SOURCE.
En 1979, il est distingué par le Prix de la Biennale de Budapest.

« En 1982, il fonde l’atelier de recherche et de création de la manufacture de Sèvres, qu’il dirige jusqu’à sa mort en 1997 ». 

Il séjourne en 1984 au Japon.

« Revenant à ses origines juives – lituaniennes par son père et comtadines par sa mère – à partir des années 1970, Jeanclos installe son atelier rue des Écouffes dans le Marais, et son œuvre sera dès lors fortement marquée par le judaïsme sans que ce thème soit exclusif : Dormeurs, Kaddish, Urnes, Rachi, Kamakuras, Barques... » 

Réalisée à la Manufacture nationale de Sèvres, la série des Dormeurs a été produite en biscuit de porcelaine. Elle figure "des gisants modernes qui semblent témoigner de la difficile survie de l'humanité après le cauchemar de la Shoah".

Georges Jeanclos « réalise également des commandes publiques monumentales : l’Hommage à Jean Moulin (1984) sur les Champs-Élysées, le tympan de l’église Saint-Ayoul à Provins (1985), les Fruits de la terre, portes du ministère des Finances à Bercy (1987), la fontaine Saint-Julien-le-Pauvre à Paris (1996) ou le portail de Notre-Dame de la Treille à Lille (1997). » 

La Tribune de l'art a publié l'article "La grande misère des fontaines parisiennes" de Didier Rykner  (4 août 2017) sur l'abandon du patrimoine parisien par la municipalité d’Anne Hidalgo... Ce sont bien, peu ou prou, tous les monuments historiques appartenant à la Ville de Paris qui sont menacés, faute d’entretien. Nous avons ainsi enquêté sur les fontaines parisiennes. Et nous sommes allé les voir une par une (soit environ 200 fontaines, dans tout Paris), pour vérifier leur état, mais aussi si elles fonctionnaient ou non. Et le résultat est édifiant. Parmi ces fontaines laissées à l'abandon : celle de Georges Jeanclos transformée en poubelle.

« Hormis les bronzes, coulés à partir de prototypes en terre cuite, l’essentiel de son oeuvre est constitué de sculptures en terre cuite – technique apprise chez Mermet – modelées dans une argile grise que l’artiste frappe au sol jusqu’à en tirer de fines lamelles, dont la fragilité est assumée, qu’il estampe parfois dans des moules anthropomorphes (visages, corps…), et réunit dans des assemblages complexes où la feuille d’argile se transforme en drapé déchiré parfois marqué de caractères hébraïques ».

"Georges Jeanclos est un sculpteur, d’un judaïsme d’après Dieu, comme le revendique Edmond Jabès, d’un judaïsme d’après la Shoah, qui montre le visage de l’homme dans sa fragilité. Lorsqu’il s’engage dans la représentation de couples, c’est à partir d’Adam et Ève, campés autour de l’arbre ; et il explore les deux axes qui deviendront permanents dans son œuvre, l’altérité et la représentation du nu  ».

CONSIGNE A.
Répondez à ces questions sur le texte consacré à Georges Jeanclos :
(i) En quelle année fonde-t-il l’atelier de recherche et de création de la manufacture de Sèvres ?
(ii) En quel matériau la série des Dormeurs a-t-elle été produite ?
(iii) Dans quelle rue du Marais installe-t-il son atelier ?

DONNÉES.
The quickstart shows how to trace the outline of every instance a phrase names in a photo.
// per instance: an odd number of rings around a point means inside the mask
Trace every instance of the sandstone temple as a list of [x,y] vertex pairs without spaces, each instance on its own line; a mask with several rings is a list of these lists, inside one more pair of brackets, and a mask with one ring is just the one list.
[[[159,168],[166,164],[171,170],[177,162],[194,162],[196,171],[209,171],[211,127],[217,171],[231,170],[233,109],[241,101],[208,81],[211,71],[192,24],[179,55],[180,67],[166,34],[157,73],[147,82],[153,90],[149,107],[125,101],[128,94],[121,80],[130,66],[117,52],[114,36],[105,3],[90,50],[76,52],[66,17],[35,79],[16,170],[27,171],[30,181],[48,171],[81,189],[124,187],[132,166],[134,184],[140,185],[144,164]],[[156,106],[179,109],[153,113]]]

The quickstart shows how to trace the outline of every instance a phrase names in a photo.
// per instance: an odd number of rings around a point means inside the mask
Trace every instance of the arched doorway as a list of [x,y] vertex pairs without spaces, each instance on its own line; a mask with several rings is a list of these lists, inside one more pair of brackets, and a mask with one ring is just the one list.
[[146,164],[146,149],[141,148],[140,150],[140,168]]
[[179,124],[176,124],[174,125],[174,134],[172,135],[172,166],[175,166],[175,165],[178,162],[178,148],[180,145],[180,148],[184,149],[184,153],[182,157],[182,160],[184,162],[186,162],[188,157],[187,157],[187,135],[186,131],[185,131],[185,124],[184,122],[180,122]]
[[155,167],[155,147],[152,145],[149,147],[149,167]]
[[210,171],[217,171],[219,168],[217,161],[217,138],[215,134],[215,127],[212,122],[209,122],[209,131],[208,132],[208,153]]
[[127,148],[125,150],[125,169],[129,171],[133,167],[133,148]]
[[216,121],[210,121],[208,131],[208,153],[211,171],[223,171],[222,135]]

CONSIGNE B.
Combien de lignes du listing contiennent la chaîne « these », en tenant compte de la casse ? Donnez uniquement le nombre.

RÉPONSE A.
(i) En 1982.
(ii) En biscuit de porcelaine.
(iii) Rue des Écouffes.

RÉPONSE B.
2